Object position labeling lines:
******

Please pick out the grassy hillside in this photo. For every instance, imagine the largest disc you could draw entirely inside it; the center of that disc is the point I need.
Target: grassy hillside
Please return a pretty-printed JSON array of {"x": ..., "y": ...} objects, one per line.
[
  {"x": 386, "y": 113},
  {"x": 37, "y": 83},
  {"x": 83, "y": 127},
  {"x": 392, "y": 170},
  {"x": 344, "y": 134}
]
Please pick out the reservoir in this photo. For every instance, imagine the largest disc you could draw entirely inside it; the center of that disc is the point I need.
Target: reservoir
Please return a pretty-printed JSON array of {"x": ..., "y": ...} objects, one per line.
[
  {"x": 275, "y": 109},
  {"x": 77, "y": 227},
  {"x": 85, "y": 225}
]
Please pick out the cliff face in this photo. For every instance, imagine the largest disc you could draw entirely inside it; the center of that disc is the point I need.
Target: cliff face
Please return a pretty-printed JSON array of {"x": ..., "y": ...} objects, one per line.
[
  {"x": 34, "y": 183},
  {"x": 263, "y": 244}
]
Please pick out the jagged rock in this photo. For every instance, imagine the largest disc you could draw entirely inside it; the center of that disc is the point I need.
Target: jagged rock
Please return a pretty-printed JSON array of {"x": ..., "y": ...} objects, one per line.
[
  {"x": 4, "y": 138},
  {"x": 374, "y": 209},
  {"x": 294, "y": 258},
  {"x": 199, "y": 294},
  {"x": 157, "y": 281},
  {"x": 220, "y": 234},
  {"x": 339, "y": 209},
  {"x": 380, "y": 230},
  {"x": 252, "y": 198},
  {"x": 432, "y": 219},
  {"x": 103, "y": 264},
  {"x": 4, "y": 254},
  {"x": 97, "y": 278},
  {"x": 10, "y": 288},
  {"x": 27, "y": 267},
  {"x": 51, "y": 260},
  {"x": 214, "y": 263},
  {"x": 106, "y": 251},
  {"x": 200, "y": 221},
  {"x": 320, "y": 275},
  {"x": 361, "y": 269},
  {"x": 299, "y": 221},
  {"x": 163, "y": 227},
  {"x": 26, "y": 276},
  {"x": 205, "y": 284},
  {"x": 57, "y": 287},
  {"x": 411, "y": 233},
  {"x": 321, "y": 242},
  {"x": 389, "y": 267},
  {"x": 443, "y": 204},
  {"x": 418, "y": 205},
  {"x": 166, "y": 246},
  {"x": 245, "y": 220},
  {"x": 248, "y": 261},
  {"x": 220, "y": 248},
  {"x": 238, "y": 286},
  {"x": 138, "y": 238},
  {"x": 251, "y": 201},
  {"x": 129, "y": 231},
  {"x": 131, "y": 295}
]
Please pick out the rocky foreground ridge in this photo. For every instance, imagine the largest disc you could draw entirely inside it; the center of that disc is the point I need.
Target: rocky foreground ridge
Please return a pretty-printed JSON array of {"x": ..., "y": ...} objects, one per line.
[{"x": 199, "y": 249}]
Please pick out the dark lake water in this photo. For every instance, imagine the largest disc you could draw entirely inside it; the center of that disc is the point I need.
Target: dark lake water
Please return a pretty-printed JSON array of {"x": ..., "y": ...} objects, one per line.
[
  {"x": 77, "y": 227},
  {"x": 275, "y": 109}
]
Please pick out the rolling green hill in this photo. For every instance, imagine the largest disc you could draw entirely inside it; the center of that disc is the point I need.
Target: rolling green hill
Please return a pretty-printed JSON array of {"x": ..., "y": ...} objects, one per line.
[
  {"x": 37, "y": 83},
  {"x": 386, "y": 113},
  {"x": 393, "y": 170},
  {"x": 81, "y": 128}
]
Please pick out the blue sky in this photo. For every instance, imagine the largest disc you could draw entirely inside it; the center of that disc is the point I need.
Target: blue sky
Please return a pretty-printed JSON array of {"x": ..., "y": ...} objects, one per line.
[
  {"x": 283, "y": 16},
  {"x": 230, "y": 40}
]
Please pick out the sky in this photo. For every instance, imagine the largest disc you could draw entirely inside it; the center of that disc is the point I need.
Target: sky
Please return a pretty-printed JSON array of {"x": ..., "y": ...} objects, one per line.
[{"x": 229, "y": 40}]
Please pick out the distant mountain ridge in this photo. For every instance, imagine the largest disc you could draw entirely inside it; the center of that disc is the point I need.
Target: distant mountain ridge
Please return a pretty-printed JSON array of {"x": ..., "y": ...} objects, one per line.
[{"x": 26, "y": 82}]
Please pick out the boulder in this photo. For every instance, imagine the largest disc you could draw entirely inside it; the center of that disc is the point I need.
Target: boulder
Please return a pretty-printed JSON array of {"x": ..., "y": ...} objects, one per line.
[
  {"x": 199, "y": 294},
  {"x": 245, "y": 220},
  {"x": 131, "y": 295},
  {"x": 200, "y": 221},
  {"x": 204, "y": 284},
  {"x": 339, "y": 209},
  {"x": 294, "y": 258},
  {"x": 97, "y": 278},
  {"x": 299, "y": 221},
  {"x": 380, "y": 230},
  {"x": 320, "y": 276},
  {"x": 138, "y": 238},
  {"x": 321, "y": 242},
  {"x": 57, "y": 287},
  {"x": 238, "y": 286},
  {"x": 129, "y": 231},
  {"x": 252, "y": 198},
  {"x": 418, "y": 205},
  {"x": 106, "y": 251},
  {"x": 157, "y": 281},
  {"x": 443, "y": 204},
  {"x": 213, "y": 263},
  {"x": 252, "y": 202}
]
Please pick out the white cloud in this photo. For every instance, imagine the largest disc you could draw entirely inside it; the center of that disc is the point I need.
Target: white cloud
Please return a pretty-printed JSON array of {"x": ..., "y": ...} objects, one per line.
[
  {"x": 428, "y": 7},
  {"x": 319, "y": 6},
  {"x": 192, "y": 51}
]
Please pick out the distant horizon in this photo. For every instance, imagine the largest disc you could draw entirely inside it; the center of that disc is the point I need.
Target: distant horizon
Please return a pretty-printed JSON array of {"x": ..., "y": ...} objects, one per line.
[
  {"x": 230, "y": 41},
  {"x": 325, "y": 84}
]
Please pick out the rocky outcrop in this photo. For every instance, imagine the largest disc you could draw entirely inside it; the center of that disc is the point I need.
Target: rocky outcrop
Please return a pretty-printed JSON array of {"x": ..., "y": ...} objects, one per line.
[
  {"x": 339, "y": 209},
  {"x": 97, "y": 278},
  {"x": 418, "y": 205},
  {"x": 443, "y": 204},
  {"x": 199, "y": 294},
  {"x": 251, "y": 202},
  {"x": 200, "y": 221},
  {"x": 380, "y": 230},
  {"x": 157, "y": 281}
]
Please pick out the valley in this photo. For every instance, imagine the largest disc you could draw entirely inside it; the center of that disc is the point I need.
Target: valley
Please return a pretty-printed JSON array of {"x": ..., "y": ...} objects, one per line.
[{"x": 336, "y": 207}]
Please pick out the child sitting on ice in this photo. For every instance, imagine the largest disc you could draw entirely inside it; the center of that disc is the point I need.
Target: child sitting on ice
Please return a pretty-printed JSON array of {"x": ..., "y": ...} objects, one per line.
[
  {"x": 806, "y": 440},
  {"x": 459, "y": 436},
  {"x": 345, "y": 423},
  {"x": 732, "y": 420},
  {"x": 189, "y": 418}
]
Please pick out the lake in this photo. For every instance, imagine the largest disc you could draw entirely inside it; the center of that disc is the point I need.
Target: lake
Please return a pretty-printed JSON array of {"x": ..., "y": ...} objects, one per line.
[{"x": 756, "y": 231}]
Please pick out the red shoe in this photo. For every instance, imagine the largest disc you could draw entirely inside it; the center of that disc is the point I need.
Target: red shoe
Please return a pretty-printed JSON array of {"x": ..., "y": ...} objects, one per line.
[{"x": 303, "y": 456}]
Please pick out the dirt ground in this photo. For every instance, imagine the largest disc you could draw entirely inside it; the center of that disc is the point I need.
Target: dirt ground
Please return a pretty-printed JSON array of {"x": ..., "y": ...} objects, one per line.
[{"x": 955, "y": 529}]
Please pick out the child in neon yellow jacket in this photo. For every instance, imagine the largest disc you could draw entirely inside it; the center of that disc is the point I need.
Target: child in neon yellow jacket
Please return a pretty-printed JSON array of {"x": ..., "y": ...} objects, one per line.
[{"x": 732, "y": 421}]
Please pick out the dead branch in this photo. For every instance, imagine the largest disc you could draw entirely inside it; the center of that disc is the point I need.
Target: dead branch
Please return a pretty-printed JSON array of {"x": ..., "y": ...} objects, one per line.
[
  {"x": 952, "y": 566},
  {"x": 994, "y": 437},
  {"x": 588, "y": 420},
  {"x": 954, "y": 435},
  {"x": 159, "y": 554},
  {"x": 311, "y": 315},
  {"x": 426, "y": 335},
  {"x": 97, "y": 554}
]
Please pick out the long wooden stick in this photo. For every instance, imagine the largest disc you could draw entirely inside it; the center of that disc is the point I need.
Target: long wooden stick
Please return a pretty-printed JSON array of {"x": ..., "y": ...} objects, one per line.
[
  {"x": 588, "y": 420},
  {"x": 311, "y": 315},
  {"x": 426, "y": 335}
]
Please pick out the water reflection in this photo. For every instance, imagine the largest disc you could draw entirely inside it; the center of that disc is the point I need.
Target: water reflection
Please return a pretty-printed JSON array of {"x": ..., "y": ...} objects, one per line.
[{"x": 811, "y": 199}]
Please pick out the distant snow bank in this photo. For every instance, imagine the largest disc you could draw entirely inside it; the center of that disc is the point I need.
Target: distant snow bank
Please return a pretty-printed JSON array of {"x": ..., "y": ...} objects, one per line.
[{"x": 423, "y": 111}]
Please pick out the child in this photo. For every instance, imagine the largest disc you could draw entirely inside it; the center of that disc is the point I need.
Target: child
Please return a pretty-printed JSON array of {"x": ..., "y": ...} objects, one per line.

******

Set task: Copy out, character for character, everything from the line containing "Please pick out the child in this" down to the end of the lines above.

Solution:
Please pick out the child in this photo. For every instance, imagine the largest disc you could draw entirely inside it; the center of that disc is the point I need.
Target: child
Please return a pretty-printed JSON array of {"x": ..., "y": ...} objects, one per line.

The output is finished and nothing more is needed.